# [Problem to work on]
Rewrite the lines below, substituting "light brown" for each occurrence of "blonde" and leaving everything else unchanged.

# [Task data]

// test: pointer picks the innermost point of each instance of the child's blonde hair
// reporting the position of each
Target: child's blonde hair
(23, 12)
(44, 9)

# [Output below]
// test: pointer picks the innermost point of each instance of the child's light brown hair
// reporting the position of each
Target: child's light brown hair
(23, 12)
(44, 9)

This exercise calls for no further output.